## [MATERIAL]
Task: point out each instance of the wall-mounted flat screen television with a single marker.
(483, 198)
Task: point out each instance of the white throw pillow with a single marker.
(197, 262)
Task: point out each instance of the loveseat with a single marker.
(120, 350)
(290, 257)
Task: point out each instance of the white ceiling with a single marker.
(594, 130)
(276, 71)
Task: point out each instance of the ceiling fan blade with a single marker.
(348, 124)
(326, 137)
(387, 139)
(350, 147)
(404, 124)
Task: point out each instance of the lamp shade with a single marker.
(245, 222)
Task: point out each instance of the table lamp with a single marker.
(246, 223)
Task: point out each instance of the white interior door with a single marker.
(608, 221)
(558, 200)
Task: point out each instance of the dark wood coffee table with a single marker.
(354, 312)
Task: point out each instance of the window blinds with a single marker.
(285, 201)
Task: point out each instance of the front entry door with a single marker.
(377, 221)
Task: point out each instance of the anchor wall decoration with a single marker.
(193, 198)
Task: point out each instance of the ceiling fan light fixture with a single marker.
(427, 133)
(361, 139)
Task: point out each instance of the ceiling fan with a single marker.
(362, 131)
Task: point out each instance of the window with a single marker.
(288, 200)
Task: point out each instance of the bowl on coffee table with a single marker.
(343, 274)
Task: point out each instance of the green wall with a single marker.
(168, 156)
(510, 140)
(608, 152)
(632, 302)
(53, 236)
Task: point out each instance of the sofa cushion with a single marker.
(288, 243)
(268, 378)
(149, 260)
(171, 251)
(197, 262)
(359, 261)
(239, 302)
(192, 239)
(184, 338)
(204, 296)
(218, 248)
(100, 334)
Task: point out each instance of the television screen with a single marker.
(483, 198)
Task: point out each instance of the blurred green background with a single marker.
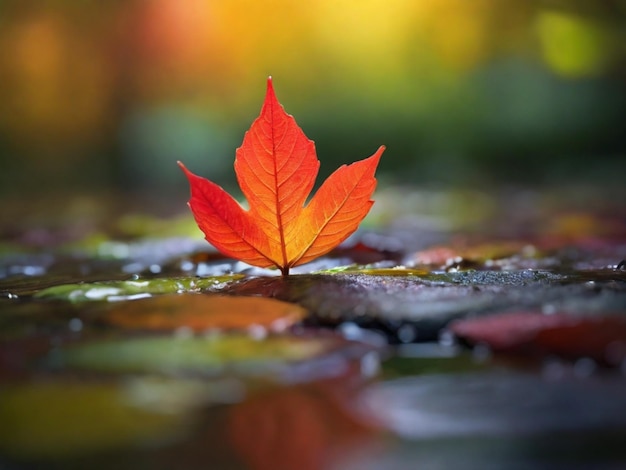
(109, 94)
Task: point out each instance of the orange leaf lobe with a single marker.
(276, 168)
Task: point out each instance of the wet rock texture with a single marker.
(491, 337)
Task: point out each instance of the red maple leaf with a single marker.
(276, 167)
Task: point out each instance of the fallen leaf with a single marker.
(210, 355)
(276, 167)
(51, 420)
(203, 312)
(304, 426)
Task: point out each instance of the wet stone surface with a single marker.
(483, 337)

## [WHAT IS REQUIRED]
Please change "stone" to "rock" in the entries from the line containing "Task: point out each instance of the fallen" through the last entry, and give those lines again with nothing else altered.

## [RESULT BELOW]
Task: point out each instance of the fallen leaf with a single marker.
(210, 355)
(276, 167)
(51, 420)
(203, 312)
(304, 426)
Task: point out each instance of the wet rock surface with a single marker.
(483, 337)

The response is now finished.